§ Instruction:
Rewrite the part of the data that opens with the line containing "Pinpoint face mask in the frame above." and closes with the end of the data, including both ends and the requests. Add 111 to every coordinate in the answers, and leave the requests and their format samples unchanged.

(Entries on locating named things)
------------------------------------

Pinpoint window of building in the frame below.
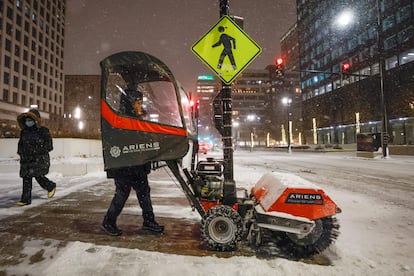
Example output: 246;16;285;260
22;79;27;91
385;56;398;70
13;92;19;104
23;50;29;62
13;60;20;73
4;55;10;68
5;38;11;52
14;45;20;57
13;76;19;88
384;35;397;50
400;48;414;65
398;26;414;44
396;5;410;24
3;72;10;84
7;7;13;20
14;29;22;41
382;14;395;31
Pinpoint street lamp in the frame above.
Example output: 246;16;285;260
282;97;292;153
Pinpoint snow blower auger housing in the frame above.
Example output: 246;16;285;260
101;52;340;258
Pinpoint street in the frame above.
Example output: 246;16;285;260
0;151;414;275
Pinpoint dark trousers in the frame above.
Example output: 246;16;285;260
21;175;56;203
104;170;154;225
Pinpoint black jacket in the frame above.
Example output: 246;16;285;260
17;111;53;177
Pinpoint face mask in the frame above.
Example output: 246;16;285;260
25;121;34;127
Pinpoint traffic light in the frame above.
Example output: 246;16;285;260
341;62;351;73
275;57;285;77
189;94;200;118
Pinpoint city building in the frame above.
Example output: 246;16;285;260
273;24;304;145
297;0;414;147
232;69;279;147
0;0;65;137
194;75;221;145
60;75;101;139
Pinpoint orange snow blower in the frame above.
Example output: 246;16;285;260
101;52;340;258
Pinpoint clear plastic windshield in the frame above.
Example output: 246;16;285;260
105;73;183;127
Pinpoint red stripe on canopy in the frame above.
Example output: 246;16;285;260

------------------------------------

§ Answer to the exercise:
Pinpoint face mask in the frame above.
Example output: 246;16;285;260
136;232;145;238
Pinpoint traffic light in the frame above.
Example output: 246;16;285;260
452;173;462;184
386;168;396;188
300;205;311;229
Pinpoint city building in the frame above.
Example output: 246;16;285;260
384;135;415;256
408;111;525;258
343;180;390;258
111;111;176;248
305;186;332;256
171;186;212;250
Pinpoint orange snow blower in the frame above.
Example output: 246;16;285;260
212;163;451;369
Pinpoint clear plastic windshield in the frame above.
Example output: 246;16;285;260
216;184;294;238
Pinpoint red stripe on canopy in the frame above.
Example output: 246;16;285;260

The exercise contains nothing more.